* _Your task_: Please return every line from the entries that has the string "throw" in it.

* _Data under study_:
※

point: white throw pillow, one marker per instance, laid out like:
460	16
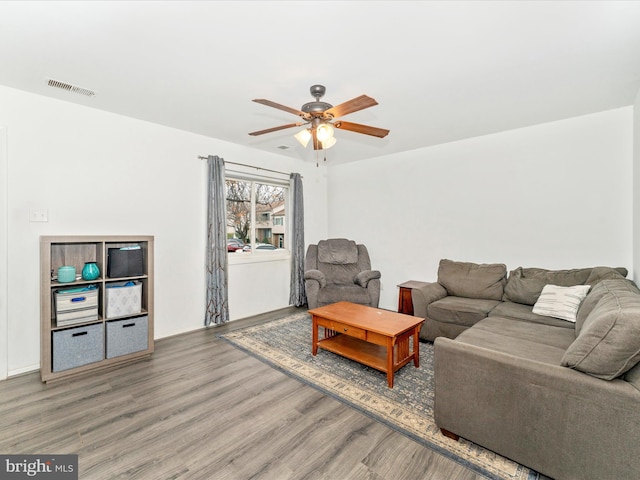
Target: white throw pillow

※

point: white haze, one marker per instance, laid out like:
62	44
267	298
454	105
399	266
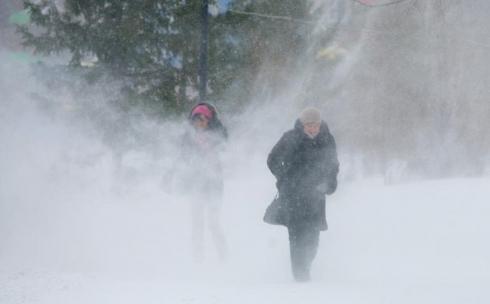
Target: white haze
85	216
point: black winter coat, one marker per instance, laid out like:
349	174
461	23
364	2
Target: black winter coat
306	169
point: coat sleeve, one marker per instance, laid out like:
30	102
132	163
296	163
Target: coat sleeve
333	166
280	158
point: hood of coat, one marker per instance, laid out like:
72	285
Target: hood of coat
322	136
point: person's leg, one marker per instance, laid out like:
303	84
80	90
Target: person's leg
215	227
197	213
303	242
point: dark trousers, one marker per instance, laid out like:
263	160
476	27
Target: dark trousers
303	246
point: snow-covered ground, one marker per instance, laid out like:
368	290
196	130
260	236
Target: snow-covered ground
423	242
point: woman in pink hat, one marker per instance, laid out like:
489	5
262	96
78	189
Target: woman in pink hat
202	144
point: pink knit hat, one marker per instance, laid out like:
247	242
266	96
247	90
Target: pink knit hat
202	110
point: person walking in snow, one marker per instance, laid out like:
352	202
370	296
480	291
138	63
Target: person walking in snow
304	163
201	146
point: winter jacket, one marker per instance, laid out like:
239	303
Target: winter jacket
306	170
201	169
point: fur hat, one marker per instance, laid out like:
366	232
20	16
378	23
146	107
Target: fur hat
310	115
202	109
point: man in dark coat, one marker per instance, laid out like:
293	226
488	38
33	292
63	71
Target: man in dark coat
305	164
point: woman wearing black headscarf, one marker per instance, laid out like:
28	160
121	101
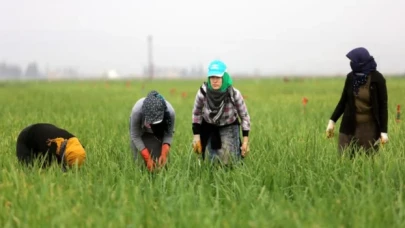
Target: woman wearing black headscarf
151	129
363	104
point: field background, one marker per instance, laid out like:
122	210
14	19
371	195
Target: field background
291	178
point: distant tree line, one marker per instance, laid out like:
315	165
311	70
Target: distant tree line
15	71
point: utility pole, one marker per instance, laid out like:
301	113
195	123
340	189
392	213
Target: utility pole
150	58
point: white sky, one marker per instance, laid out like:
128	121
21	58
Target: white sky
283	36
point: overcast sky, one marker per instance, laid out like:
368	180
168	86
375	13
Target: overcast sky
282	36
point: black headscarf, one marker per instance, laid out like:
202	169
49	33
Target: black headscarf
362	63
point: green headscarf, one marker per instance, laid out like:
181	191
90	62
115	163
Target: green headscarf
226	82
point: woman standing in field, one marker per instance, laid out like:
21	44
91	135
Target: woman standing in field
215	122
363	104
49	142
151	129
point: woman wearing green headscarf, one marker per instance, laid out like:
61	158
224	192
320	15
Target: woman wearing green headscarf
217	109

※

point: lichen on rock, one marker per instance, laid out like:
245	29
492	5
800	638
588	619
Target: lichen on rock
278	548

※

* _Solution to this task_:
point: white throw pillow, one marker per instance, laid out like:
Target: white throw pillow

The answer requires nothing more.